◆ **PAGE**
** start **
Proofpoint: Security, Compliance and the Cloud

14 posts categorized "Archiving Infrastructure"

January 15, 2008

What is Google hiding - Just how many servers do they have, anyway? (Part 4 in a Series on Search)

Posted by Chris Tebo, CTO

Search In my previous post, I started looking at what it takes to deliver real-time search for an email archive.  In that post I was focused on looking at the size of the dataset that an email archive encompasses, indicating that these datasets start approaching the size of Google's web-indexes.  At those scales,  the hardware infrastructure deployed to support real-time search are just as important as the software that executes those searches.

Four years ago I started down the path of building what has become the Fortiva Archiving Suite.  Providing real-time search for a corporate email archive was obviously a requirement.  To get started down this path, I called a former colleague who had spent his time in the 80s and 90s leading the charge building market-leading search and knowledge management solutions.  He's kept up with the comings and goings in the search technology space since then, and my question for him was simple - whose search technology should we license to solve our email archive search needs...

His answer surprised me and his guidance was straightforward...

  1. All of the real-time search technology out there today is based on the concept of an inverted-index which allows you to very quickly identify documents that match search criteria.  From one vendor to the next there are  differences in their implementations, but at the core, the technology remains the same.
** end **
◆ **PROVIDED MATERIAL**
** start **
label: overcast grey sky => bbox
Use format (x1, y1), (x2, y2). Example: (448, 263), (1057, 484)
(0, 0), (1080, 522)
** end **
◆ **WHAT THE TASK REQUIRES**
Copy the stretch of the search post from "Four years ago" through "archive search needs..." word for word.

◆ **COMPLETED TASK**
Four years ago I started down the path of building what has become the Fortiva Archiving Suite.  Providing real-time search for a corporate email archive was obviously a requirement.  To get started down this path, I called a former colleague who had spent his time in the 80s and 90s leading the charge building market-leading search and knowledge management solutions.  He's kept up with the comings and goings in the search technology space since then, and my question for him was simple - whose search technology should we license to solve our email archive search needs...